___ Fragment tekstu ___
Drzewa wciąż nie przestają mnie zadziwiać i zdumiewać. Choć wszystko co się dzieje, traktować już powinienem jak normalne. Zdarzyło się Wam kiedyś, że Wasze ulubione Drzewo nie chciało kontaktu, nie przejawiało woli do przytulenia, a nawet w pobliżu waszej obecności? Między mną, a Krzesimirem takie zdarzenia bywały, a z kolei mam takie drzewa, które zawsze są gotowe i radosne do wspólnej chwili. A było tak…

Zbliżaliśmy się do lasu podchodem, była to jedna z wędrówek pod kierunkiem dendroterapii, na jakie zabieram co weekend. Pamiętam, że goście bardzo chcieli poznać Krzesimira, bo przecież to niemal główny bohater mej książki, wspaniały Patron i Mędrzec. Przyjechali aż z innego kraju. I zwykle tak bywa – niemal każdą wyprawę zaczynamy od przystanku pod dębem. Ale teraz… Jest jakoś inaczej. Odbieram, że Dąb nie ma dziś ochoty ani na mnie, ani nikogo obcego. Wręcz stanowczo prosi i nie pozwala żebyśmy się zbliżali. Ok myślę, pójdziemy najpierw do Topól się oczyścić, one zawsze chętne do pomocy i ‘’głodne’’ energii ludzkiej. Goście pytają, czy odwiedzimy Krzesia. Jestem w rozterce – ‘’Zobaczymy dokąd zawędrujemy i co się wydarzy’’, odpowiadam nie chcąc zgłębiać tematu, no bo co miałbym powiedzieć? Że ‘’sorki, ale mój Dąb nie ma ochoty Was poznać?’’ Jak do tego podejść i jak zostałoby odebrane… Zamiast tego prowadzę pod lasem i opowiadam o innych drzewach. A tych wskazań dębu staram się słuchać. Raz tylko jeden nie posłuchałem, i natrafiłem nocą na młodego dzika i dwie sarny, które pod drzewem załatwiały też swe sprawy. Zwierzęta uciekły spłoszone, a dla mnie to była mocna lekcja, w otwieraniu się na podszepty leśne. Od tamtej pory zawsze pytam, czy mogę podejść.

Wędrówka płynie swoim rytmem. Rozmawiamy, podziwiamy, obserwujemy lornetkami dalekie sarny, uczymy się, zaglądamy do tajenek. Nad bagnem znajduję martwą sarnę, która ułożyła się tak, jakby zasnęła. Żadnych widocznych oznak uszkodzenia, dorodna, wypasiona… Tajemnice. Chwile stoimy w hołdzie nad śmiercią. Za tydzień zostały już tylko dwa ogryzione kopytka.
___ Wyodrębnione dane ___
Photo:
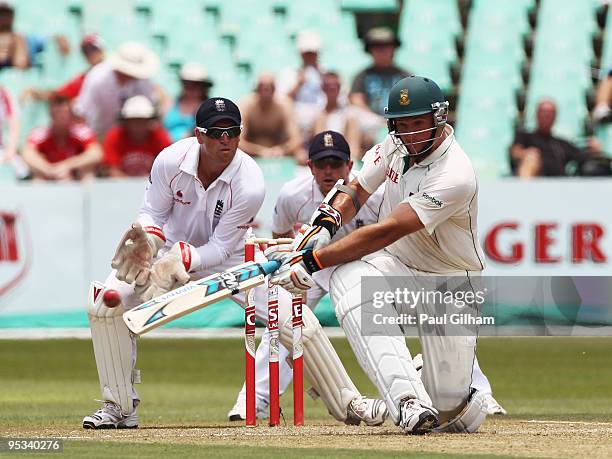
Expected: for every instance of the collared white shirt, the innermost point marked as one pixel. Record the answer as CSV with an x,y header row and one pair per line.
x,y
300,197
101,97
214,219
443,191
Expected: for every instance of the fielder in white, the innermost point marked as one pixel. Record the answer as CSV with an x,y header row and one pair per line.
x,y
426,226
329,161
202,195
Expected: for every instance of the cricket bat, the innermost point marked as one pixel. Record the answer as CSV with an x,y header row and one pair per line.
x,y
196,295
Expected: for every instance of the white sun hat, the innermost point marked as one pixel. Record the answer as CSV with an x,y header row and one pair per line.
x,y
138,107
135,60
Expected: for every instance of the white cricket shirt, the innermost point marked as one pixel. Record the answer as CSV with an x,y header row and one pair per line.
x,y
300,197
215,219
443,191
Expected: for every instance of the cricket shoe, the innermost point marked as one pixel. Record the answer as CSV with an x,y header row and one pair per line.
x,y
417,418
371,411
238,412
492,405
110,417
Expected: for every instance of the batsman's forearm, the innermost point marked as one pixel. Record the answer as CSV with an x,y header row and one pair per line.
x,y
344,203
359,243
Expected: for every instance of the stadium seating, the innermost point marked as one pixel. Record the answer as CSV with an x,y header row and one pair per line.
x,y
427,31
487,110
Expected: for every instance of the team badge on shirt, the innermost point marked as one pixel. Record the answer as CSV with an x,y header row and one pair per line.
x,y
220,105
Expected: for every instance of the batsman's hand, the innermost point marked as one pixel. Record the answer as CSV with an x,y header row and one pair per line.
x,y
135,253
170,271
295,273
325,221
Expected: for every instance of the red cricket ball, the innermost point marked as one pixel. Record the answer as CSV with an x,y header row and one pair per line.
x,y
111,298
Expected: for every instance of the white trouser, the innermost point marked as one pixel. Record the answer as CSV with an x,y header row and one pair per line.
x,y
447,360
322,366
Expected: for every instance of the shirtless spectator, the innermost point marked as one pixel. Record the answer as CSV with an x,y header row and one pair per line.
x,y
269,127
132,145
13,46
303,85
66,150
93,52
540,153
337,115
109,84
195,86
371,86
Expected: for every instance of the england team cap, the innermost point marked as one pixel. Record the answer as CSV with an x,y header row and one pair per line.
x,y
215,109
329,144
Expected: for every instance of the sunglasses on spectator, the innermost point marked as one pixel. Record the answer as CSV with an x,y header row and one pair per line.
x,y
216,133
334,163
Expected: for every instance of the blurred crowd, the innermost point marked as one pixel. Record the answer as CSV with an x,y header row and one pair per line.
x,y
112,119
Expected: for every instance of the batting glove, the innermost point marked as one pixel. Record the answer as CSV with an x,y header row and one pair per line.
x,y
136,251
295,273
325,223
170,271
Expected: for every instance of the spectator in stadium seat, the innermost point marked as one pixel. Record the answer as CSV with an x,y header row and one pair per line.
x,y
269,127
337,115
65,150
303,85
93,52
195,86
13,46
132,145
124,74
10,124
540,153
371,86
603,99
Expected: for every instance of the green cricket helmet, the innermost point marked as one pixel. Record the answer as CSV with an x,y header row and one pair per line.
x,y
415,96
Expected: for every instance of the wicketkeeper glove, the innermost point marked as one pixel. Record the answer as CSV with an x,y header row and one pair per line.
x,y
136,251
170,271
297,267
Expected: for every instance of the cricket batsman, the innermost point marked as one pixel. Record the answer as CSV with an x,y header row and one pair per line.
___
Polecenie:
Zacytuj dosłownie część tekstu o drzewach od „Wędrówka płynie swoim” do „dwa ogryzione kopytka.” włącznie. Dane nie mają tu żadnego znaczenia.

Wynik zadania:
Wędrówka płynie swoim rytmem. Rozmawiamy, podziwiamy, obserwujemy lornetkami dalekie sarny, uczymy się, zaglądamy do tajenek. Nad bagnem znajduję martwą sarnę, która ułożyła się tak, jakby zasnęła. Żadnych widocznych oznak uszkodzenia, dorodna, wypasiona… Tajemnice. Chwile stoimy w hołdzie nad śmiercią. Za tydzień zostały już tylko dwa ogryzione kopytka.